DIRECTIVE:
Recast every line of the listing below as a Markdown table with the columns Row and Listing line, numbering the rows and skipping blank lines. Leave the pictures out.

SUPPLIED RECORDS:

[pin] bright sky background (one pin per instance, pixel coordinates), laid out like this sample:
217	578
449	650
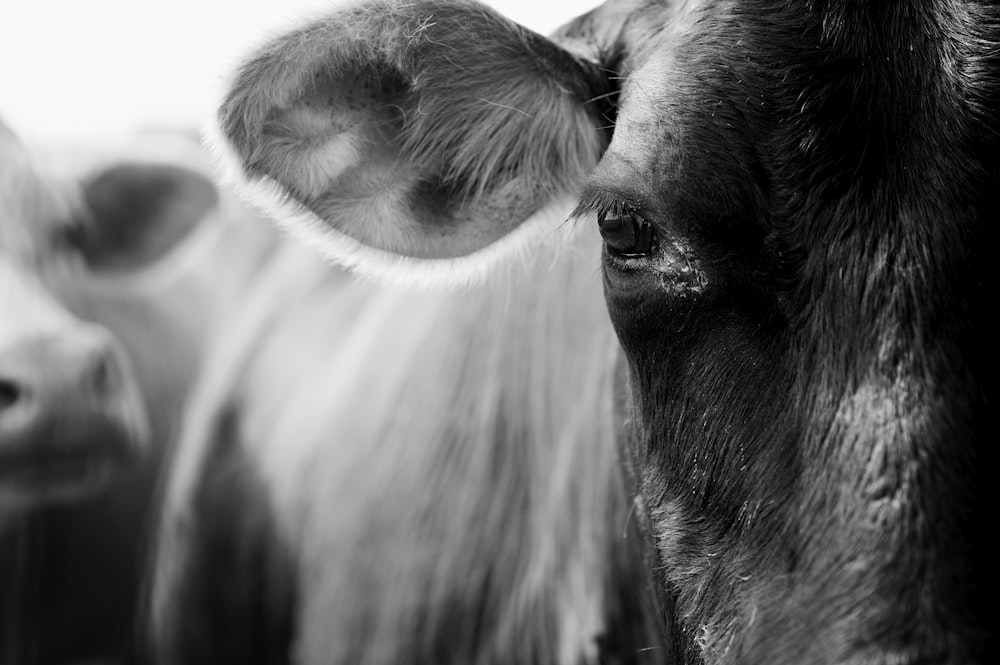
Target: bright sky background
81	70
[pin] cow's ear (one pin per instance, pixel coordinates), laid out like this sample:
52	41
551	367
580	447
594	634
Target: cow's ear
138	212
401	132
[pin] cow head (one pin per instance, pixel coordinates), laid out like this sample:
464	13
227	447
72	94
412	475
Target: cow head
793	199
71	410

OUTPUT FOR THIS TASK:
| Row | Listing line |
|---|---|
| 1 | [pin] bright sky background (one pin per instance, pixel coordinates), laid out like this sample: |
| 2 | 217	578 |
| 3 | 449	650 |
| 4 | Target: bright sky background |
| 5 | 81	70 |
| 6 | [pin] cow's ear (one pin per instance, pixel coordinates), laid out like this sample: |
| 7 | 52	41 |
| 8 | 551	367 |
| 9 | 580	447 |
| 10 | 594	634 |
| 11 | Target: cow's ear |
| 12 | 138	212 |
| 13 | 401	132 |
| 14 | [pin] cow head (one pin per instance, pixel coordinates), laid out like this sample: |
| 15 | 464	13 |
| 16 | 227	447 |
| 17 | 72	94 |
| 18 | 412	475 |
| 19 | Target: cow head |
| 20 | 793	199 |
| 21 | 71	410 |